(Texte extrait)
━━━━━━━━━━

Saines de corps et ludiques d’esprit, jamais gagnées par le bourdon, les trois abeilles new-yorkaises de Luscious Jackson butinent pop et hip-hop tout au long d’Electric honey, leur réjouissant troisième album. Nouvelle preuve que la gelée Grand Royal est un remède miracle. Les gens s’attendent à ce que les artistes soient des fous, imprévisibles. Etre […]
Saines de corps et ludiques d’esprit, jamais gagnées par le bourdon, les trois abeilles new-yorkaises de Luscious Jackson butinent pop et hip-hop tout au long d’Electric honey, leur réjouissant troisième album. Nouvelle preuve que la gelée Grand Royal est un remède miracle.
Les gens s’attendent à ce que les artistes soient des fous, imprévisibles. Etre irresponsable fait rêver. Moi, je trouve cette irresponsabilité, cette folie du monde de la musique assez repoussante. Je trouve très important de ne pas se laisser prendre dans ce que les gens attendent de moi ; en tant qu’artiste, je suis censée être fofolle, capricieuse, droguée, faire des mines, avoir un comportement de diva, etc. Ça me navre d’être plus ennuyeuse que ça, mais je préfère être ennuyeuse que folle, même si ça n’a pas le même intérêt pour les gens. Mais moi je trouve ça intéressant (rires). » Jill Cunniff, chanteuse, bassiste. Une profession de foi très saine. Les trois filles de Luscious Jackson quatre auparavant, la quatrième les ayant quittées pour cause d’épuisement, preuve qu’elles ne mènent pas non plus une vie de moine n’ont rien de prima donna foldingues ou d’actrices à la manque. Sérieuses et consciencieuses, elles sont d’agréable compagnie : elles ne tombent jamais dans le rôle de l’artiste concerné, donnent l’impression de ne jamais rater une occasion de se marrer. Prenant tout avec humour et philosophie, elles discutent à bâtons rompus, persiflent sympathiquement à bout portant et rigolent de tout. Bref, font preuve d’une clairvoyance et d’un recul rafraîchissants, d’une finesse d’esprit intéressante.

━━━━━━━━━━

(Données)

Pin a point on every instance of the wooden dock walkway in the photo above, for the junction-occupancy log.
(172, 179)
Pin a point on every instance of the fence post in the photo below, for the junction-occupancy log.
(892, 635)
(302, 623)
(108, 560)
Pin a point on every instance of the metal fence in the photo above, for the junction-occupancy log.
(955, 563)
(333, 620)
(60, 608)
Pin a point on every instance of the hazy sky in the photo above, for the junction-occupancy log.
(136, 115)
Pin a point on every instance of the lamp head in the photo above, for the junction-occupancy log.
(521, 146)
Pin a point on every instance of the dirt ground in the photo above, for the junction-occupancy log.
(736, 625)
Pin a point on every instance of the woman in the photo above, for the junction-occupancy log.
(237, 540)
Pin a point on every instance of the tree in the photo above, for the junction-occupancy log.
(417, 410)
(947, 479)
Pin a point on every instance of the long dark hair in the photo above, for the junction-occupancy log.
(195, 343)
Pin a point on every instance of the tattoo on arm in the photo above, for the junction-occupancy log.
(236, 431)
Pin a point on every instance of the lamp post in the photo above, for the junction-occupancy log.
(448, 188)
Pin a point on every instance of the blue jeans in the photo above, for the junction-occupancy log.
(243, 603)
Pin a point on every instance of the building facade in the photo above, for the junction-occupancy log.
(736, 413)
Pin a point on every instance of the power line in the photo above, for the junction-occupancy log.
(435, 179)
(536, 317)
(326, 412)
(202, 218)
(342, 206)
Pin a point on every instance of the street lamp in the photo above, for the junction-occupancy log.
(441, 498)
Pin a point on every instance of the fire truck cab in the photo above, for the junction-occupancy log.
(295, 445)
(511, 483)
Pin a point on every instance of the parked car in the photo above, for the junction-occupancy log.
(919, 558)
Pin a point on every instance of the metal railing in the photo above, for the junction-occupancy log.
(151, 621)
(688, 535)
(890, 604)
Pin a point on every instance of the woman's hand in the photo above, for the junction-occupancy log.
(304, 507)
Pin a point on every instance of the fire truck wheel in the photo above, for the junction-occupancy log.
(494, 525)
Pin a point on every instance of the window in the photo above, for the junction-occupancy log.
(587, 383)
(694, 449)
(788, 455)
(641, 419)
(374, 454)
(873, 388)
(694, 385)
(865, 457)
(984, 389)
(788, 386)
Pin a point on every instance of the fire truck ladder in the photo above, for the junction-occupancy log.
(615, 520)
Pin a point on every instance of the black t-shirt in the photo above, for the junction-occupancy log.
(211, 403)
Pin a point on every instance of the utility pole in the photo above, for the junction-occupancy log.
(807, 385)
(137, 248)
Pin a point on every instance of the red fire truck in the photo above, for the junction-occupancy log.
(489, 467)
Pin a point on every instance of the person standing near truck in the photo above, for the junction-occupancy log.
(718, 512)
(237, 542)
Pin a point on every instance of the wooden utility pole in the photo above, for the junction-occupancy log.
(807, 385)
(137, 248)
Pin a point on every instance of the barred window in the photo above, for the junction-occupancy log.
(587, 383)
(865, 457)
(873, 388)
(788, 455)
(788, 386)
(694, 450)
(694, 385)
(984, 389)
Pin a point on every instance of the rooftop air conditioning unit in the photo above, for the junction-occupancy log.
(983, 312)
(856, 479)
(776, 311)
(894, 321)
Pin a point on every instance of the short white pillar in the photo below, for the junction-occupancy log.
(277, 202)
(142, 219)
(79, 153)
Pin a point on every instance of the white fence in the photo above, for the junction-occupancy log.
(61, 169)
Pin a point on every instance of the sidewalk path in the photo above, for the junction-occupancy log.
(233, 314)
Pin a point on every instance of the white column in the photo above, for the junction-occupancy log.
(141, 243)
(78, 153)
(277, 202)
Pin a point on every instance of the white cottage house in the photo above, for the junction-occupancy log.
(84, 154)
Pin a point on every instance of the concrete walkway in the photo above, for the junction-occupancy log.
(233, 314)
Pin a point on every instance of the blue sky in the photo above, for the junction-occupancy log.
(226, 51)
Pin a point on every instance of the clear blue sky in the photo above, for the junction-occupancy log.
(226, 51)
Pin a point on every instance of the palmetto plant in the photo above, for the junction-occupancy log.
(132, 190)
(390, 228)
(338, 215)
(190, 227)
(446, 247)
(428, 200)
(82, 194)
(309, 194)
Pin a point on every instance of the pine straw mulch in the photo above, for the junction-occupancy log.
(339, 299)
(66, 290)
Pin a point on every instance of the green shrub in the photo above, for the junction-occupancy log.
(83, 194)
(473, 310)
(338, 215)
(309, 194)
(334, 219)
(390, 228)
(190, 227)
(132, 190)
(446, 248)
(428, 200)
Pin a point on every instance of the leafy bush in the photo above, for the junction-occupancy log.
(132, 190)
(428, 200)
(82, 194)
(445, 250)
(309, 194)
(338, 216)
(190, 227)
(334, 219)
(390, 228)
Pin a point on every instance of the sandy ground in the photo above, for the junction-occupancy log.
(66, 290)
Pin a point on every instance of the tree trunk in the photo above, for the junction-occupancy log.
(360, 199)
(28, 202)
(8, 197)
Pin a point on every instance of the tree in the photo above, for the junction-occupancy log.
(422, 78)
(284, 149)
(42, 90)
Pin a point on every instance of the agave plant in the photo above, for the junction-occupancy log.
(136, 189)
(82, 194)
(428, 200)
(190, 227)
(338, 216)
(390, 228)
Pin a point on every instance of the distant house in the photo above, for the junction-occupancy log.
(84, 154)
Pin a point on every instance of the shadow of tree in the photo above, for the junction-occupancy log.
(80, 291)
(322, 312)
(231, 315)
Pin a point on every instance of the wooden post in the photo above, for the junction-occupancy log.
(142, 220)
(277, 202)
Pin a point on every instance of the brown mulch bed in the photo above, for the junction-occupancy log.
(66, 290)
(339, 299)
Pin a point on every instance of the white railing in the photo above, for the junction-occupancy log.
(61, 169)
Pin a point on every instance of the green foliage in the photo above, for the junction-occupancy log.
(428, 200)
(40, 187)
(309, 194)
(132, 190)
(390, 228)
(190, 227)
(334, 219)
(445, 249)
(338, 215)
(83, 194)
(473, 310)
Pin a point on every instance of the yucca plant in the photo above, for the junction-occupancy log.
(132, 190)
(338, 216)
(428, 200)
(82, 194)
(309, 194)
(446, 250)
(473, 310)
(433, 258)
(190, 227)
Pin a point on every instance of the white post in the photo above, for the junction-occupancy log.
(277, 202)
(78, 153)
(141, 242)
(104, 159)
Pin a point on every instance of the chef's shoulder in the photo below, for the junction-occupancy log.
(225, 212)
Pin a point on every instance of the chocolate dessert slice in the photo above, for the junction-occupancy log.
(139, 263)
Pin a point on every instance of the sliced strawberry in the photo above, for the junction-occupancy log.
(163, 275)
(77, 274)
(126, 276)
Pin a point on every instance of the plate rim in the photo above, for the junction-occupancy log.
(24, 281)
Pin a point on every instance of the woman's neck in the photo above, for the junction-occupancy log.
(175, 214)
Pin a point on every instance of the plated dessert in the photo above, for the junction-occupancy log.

━━━━━━━━━━

(Objectifs)
• A. D'après l'article sur Luscious Jackson, pourquoi Jill Cunniff préfère-t-elle être ennuyeuse plutôt que folle ? Merci de répondre en une à trois phrases.
• B. Rédigez la suite de l'article sur Luscious Jackson, à partir de sa dernière phrase.

(Réponses de l'exercice)
• A. Elle trouve l'irresponsabilité et la folie du monde de la musique assez repoussantes. Elle juge aussi très important de ne pas se laisser prendre dans ce que les gens attendent d'elle en tant qu'artiste : être fofolle, capricieuse, droguée ou avoir un comportement de diva.

• B.
Ces trois marrantes Jill Cunniff, Gabrielle Glaser et Kate Schellenbach, amies depuis l’adolescence se sont rencontrées alors que, précoces, elles écumaient les bars, boîtes et salles de concert de New York. Mentant sur leur âge, s’inventant des identités de journalistes bidons pour entrer sans encombre dans les fascinants lieux de perdition new-yorkais à 14 ans aux Etats-Unis, ce n’est pas vraiment simple de picoler tranquille dans un bar, ou même d’assister à un concert , elles deviennent la coqueluche de patrons de boîtes bienveillants ravis de voir des gamines mettre de l’ambiance dans leur club. Se mettant réellement à jouer ensemble quelques années plus tard, elles concrétisent leurs affinités musicales autour des Beastie Boys. Kate fut un temps batteuse des Boys, elles assurent leurs premières parties et finissent par transformer leur première demo In search of Manny en maxi sur Grand Royal, alors tout nouveau et tout frais label. Bonne affaire pour les unes et les autres : Grand Royal inaugure là sa chouette direction artistique, In search of Manny augure de la carrière constamment en progrès des filles. Jill Cunniff : « Ça a été très utile d’avoir les Beastie avec nous, ils prenaient tout en charge. Au début, que l’on parle des Beastie Boys à chaque fois que l’on parlait de nous, ça nous a aidées : les gens savaient nous situer, ils comprenaient, savaient de quel monde on était. C’était cool. Ce qui fut moins cool, c’est que les gens s’attendaient à ce qu’on soit comme eux, qu’on ait le même genre de personnalité. La façon dont ils se vendent, se mettent en scène, ce n’est pas nous. Ce n’est pas qu’on soit moins intéressantes ou quoi, c’est juste que nous ne sommes pas comme eux. Il aurait fallu que dans nos vidéos on joue des personnages, parce que eux jouent des personnages, etc., on ne pouvait pas faire ça. Ces types sont de vrais comiques, les gens s’attendent à ce qu’ils fassent de l’humour dans leurs clips. Nous, nous ne sommes pas des comiques. Notre musique, la plupart du temps, est beaucoup plus sérieuse. Quand j’écris des chansons, elles ne sont jamais très humoristiques, je ne me marre pas en faisant de la musique. »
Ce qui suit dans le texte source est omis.